■ What is required ■
Reproduce verbatim the lines in the entries below, beginning at the line that contains "# draw the outline of every instance of the framed" and stopping after the line that contains "239 L 58 238". Omit the pictures from your output.

■ Records supplied ■
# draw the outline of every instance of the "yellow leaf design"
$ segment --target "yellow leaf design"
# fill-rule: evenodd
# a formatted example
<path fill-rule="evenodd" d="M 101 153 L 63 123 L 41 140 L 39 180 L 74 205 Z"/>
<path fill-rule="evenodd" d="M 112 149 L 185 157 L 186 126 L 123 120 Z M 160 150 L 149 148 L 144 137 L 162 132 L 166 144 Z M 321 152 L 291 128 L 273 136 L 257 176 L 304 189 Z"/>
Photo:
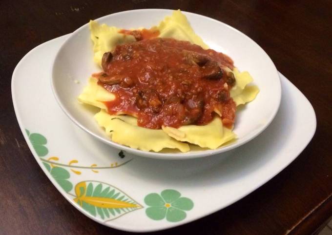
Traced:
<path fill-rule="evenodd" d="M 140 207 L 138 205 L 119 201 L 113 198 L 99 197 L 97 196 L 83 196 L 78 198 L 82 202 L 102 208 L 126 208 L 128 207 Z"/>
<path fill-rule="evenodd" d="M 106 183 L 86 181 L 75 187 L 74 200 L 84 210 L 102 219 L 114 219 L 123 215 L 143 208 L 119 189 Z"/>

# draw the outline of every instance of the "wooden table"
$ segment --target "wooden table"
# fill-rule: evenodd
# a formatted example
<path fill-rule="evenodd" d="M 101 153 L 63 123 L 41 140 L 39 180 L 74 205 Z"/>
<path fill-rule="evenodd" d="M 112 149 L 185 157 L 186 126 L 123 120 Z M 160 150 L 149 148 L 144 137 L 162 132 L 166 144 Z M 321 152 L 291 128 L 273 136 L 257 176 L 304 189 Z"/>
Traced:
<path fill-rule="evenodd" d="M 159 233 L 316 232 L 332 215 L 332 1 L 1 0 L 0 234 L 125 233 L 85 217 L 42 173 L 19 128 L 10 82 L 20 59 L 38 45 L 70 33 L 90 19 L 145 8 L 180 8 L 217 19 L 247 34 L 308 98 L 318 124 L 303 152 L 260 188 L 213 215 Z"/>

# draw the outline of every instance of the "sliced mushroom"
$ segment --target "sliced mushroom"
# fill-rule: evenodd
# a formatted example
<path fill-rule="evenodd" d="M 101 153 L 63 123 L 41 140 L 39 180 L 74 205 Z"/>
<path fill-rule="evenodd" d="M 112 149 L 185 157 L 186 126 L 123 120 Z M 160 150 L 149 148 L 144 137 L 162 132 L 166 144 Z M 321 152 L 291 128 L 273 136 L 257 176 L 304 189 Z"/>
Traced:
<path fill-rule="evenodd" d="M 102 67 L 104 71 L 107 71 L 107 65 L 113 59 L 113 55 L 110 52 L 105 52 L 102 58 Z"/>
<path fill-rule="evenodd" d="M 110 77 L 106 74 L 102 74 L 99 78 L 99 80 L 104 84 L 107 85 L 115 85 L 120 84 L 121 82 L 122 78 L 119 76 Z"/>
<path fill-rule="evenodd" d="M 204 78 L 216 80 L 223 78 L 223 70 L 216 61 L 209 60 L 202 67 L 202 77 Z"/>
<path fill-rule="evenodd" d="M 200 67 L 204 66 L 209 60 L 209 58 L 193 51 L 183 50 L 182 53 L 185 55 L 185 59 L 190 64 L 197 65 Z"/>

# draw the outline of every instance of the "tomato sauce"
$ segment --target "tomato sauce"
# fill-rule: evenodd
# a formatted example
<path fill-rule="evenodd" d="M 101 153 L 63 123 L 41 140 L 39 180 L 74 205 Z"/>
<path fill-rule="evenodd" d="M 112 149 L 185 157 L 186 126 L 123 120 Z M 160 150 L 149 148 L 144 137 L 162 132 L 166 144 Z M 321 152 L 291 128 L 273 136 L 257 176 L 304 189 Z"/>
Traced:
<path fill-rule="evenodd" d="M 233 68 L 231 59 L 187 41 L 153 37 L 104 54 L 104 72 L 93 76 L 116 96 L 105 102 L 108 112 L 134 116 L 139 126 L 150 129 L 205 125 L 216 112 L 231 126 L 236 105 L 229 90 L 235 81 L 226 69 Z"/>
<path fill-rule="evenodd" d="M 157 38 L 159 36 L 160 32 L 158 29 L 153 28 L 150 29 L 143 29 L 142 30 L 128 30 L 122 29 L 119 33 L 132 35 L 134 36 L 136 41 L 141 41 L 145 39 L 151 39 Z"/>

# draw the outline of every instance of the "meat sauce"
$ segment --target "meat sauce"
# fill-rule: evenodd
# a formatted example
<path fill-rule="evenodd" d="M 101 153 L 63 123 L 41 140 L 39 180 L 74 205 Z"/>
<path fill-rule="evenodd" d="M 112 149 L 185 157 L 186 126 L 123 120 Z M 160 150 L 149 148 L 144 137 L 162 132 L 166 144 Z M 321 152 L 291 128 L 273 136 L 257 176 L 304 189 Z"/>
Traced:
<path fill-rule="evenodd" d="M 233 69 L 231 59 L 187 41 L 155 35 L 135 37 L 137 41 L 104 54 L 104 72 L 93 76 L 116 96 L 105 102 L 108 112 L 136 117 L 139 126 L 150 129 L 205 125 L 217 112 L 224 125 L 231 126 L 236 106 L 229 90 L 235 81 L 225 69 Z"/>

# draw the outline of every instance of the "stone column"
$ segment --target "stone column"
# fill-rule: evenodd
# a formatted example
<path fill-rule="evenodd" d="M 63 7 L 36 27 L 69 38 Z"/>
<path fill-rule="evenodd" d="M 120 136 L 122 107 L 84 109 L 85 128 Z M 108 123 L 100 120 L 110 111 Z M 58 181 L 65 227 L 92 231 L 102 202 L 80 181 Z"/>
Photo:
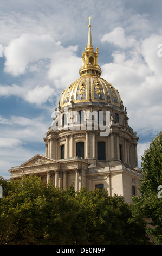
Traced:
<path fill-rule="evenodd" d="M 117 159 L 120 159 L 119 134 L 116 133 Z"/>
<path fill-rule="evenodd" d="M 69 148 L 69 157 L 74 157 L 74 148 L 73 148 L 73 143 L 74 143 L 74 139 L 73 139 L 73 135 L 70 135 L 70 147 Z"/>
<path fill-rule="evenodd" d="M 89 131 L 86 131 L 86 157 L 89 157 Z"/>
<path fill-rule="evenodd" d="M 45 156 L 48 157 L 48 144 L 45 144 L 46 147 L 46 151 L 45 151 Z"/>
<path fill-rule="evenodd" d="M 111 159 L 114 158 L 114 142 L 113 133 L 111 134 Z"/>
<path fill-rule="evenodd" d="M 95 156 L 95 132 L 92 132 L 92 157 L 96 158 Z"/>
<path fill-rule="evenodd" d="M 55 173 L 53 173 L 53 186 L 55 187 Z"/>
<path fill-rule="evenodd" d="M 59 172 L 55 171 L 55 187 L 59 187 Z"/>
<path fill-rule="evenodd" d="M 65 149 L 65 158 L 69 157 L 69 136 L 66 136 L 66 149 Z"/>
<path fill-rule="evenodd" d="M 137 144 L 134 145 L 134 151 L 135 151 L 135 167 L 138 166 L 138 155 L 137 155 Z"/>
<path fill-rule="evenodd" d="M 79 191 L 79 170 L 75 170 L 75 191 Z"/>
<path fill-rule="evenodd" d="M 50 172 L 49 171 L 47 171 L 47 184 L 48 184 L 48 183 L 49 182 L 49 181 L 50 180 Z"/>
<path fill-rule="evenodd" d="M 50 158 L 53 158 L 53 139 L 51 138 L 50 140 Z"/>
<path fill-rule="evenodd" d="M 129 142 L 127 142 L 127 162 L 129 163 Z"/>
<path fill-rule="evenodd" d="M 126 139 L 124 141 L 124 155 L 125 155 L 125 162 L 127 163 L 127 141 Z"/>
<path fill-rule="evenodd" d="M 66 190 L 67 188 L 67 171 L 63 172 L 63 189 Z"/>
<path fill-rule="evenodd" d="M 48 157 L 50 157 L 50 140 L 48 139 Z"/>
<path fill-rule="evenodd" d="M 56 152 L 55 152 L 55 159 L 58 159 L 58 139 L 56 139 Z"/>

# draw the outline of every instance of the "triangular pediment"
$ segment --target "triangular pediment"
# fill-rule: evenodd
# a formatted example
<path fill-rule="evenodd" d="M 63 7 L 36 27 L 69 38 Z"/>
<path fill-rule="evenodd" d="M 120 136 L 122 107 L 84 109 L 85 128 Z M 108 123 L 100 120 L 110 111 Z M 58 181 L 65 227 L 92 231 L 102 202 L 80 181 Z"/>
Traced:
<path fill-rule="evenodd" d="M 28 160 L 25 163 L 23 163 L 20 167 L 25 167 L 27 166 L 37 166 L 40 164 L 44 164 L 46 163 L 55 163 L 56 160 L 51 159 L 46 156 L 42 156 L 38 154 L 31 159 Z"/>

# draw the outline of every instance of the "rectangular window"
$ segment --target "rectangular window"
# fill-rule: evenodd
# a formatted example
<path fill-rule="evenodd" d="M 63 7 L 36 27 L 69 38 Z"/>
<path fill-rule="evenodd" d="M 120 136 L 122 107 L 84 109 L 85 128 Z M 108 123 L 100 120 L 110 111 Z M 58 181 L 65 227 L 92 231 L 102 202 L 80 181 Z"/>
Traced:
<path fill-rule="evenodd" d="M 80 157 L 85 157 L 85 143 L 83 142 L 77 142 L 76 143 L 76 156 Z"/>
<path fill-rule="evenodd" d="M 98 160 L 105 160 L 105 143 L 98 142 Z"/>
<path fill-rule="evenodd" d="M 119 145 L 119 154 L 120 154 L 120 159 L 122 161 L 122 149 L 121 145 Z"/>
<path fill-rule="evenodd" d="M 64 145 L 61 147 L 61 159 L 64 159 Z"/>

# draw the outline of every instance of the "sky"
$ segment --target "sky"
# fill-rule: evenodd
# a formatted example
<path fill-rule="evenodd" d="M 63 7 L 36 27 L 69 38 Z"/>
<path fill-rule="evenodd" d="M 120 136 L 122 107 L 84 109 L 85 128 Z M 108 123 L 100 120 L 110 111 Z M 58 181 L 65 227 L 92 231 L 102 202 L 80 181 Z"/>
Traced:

==

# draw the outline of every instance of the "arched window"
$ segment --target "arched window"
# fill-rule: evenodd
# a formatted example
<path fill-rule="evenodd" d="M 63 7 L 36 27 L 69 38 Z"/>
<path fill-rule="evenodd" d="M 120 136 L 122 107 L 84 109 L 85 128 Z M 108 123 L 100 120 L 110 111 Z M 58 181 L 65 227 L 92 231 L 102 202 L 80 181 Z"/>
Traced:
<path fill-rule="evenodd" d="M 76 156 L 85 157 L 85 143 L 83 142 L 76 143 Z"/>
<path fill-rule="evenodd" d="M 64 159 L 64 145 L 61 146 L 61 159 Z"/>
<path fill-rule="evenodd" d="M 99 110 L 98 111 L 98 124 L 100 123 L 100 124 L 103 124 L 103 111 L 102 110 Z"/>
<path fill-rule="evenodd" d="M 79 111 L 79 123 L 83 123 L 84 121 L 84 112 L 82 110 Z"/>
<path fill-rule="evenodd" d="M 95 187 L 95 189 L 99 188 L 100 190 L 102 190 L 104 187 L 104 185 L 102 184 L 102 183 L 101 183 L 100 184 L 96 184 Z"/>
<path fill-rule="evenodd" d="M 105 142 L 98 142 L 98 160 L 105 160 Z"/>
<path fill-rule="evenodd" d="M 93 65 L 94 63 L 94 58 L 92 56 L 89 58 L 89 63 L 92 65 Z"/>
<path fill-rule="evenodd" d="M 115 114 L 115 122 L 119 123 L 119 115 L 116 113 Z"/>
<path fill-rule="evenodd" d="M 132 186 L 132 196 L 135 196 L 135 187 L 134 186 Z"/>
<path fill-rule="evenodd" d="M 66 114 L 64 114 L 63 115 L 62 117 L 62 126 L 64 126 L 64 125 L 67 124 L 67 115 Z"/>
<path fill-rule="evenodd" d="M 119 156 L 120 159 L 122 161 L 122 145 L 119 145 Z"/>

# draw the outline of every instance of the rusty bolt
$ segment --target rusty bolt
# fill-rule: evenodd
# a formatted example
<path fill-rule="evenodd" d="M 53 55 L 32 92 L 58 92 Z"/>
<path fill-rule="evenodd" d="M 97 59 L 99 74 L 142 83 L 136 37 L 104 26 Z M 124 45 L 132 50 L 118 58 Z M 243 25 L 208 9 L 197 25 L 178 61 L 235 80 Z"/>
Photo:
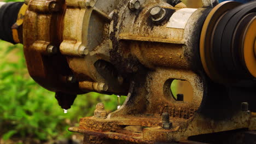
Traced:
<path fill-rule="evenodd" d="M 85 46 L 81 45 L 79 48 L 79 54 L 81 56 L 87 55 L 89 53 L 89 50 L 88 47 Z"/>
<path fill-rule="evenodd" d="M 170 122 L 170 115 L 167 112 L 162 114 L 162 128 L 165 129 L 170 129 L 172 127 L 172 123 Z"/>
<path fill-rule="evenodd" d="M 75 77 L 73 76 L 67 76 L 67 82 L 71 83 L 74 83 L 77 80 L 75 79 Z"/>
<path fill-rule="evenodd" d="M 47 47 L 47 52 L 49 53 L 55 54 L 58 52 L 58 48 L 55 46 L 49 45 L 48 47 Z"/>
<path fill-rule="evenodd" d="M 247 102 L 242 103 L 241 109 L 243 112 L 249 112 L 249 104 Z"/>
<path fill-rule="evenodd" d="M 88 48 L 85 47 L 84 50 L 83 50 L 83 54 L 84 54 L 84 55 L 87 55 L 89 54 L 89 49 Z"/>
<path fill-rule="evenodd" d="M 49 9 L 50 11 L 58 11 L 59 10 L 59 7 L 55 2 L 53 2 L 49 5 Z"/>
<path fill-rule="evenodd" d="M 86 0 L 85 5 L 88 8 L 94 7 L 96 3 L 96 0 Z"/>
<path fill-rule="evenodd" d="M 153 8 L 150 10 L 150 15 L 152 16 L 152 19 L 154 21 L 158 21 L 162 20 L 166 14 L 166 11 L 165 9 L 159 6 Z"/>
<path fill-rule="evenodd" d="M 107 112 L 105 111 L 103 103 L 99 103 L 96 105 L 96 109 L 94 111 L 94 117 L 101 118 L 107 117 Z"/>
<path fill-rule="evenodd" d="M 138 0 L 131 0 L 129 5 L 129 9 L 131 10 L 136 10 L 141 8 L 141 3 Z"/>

---

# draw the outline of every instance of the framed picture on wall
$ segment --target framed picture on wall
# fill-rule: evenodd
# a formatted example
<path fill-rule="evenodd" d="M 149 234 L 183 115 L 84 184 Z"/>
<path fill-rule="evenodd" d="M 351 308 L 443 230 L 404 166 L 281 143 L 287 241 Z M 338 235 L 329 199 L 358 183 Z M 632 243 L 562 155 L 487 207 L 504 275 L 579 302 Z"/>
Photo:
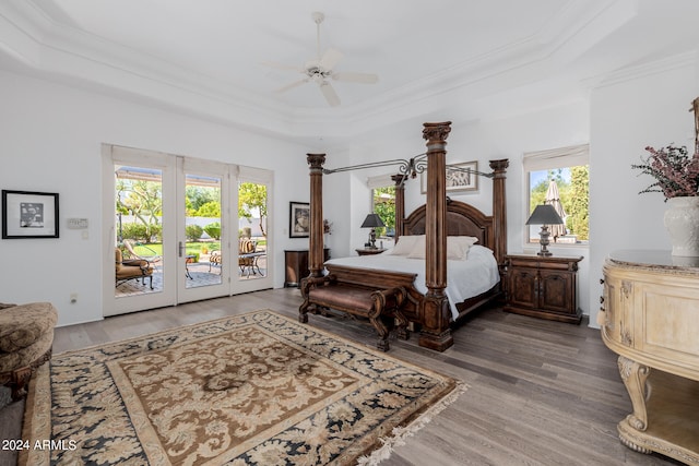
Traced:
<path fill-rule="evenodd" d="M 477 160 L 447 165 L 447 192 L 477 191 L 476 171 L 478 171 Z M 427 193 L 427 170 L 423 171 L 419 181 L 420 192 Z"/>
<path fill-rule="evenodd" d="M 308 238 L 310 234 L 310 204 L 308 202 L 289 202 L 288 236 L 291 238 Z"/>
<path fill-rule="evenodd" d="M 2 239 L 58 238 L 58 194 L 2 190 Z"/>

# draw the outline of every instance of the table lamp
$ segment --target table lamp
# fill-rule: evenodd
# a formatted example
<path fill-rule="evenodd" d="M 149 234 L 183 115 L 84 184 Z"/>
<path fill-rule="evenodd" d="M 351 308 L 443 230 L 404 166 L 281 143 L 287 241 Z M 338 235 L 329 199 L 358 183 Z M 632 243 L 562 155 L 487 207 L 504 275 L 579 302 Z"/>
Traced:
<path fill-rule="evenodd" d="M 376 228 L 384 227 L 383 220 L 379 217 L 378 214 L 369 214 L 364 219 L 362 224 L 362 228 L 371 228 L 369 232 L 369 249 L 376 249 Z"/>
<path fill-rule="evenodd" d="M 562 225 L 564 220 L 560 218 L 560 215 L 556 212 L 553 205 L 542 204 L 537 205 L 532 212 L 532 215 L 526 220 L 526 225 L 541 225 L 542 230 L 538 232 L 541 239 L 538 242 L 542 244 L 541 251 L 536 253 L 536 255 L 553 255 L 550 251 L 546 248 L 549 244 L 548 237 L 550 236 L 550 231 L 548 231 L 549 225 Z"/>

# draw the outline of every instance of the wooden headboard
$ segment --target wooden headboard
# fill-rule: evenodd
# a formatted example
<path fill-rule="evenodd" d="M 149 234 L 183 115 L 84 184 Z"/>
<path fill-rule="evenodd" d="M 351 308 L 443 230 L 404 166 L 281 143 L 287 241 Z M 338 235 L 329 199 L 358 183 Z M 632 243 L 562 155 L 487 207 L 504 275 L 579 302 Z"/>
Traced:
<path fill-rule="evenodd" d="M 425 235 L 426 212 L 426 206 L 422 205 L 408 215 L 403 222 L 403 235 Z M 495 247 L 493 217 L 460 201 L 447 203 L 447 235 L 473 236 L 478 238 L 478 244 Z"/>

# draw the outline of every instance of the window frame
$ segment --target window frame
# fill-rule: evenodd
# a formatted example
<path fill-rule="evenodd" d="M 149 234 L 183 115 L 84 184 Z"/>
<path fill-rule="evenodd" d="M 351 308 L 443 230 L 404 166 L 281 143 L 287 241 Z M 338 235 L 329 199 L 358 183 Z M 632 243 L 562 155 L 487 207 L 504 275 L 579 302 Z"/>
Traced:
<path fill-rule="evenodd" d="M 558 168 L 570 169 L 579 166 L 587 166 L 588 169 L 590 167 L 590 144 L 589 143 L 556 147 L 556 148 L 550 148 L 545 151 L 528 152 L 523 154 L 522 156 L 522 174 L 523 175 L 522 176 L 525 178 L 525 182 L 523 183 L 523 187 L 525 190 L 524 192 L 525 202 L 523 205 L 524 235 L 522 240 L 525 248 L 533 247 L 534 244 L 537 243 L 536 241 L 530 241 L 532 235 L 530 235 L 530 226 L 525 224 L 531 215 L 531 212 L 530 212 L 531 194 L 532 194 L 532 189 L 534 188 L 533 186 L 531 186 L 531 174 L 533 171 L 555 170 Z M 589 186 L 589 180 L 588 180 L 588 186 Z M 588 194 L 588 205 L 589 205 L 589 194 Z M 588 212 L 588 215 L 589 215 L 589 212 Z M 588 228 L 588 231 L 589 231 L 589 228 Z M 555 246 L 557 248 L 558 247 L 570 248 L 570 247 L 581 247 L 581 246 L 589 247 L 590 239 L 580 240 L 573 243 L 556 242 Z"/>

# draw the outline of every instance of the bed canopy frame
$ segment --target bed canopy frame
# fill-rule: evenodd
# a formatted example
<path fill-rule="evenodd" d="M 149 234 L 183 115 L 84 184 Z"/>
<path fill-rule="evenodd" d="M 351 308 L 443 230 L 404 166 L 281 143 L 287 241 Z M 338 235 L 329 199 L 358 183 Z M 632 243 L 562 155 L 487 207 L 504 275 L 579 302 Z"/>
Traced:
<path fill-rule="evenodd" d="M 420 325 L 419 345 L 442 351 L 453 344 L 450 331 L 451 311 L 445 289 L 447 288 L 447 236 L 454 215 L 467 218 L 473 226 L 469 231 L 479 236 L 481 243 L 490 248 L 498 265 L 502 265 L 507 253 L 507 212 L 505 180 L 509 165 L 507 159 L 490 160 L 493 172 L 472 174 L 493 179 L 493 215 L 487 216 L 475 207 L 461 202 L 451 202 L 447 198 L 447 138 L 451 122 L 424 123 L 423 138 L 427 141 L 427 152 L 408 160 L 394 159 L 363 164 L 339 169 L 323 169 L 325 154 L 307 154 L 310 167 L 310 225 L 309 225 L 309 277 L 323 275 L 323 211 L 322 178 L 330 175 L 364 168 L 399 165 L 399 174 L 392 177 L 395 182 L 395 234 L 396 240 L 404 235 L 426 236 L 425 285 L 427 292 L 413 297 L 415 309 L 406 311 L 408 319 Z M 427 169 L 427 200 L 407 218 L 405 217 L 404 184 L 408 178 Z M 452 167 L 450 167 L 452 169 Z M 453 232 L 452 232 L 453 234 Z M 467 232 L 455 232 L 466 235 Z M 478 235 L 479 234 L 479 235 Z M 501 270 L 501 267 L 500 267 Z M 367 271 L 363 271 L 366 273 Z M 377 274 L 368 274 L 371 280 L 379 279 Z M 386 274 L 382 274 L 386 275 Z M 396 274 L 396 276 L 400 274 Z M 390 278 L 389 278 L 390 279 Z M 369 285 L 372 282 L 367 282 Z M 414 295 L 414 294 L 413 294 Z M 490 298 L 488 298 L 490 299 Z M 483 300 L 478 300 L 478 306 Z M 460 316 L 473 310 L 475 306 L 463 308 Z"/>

■ Completed task ■
# draw the outline of every instance of the framed picture on wall
$ segment --target framed picture on wall
# fill-rule: evenodd
# a formatted example
<path fill-rule="evenodd" d="M 149 234 L 183 115 L 84 184 Z"/>
<path fill-rule="evenodd" d="M 351 308 L 443 230 L 404 166 L 281 143 L 287 241 Z M 338 235 L 329 199 L 358 183 Z M 632 243 L 562 155 L 487 207 L 504 275 L 579 302 Z"/>
Photo:
Traced:
<path fill-rule="evenodd" d="M 477 160 L 447 165 L 447 192 L 477 191 L 476 171 L 478 171 Z M 427 193 L 427 170 L 423 171 L 419 181 L 420 192 Z"/>
<path fill-rule="evenodd" d="M 308 238 L 310 234 L 310 204 L 308 202 L 289 202 L 288 236 L 291 238 Z"/>
<path fill-rule="evenodd" d="M 2 239 L 58 238 L 58 194 L 2 190 Z"/>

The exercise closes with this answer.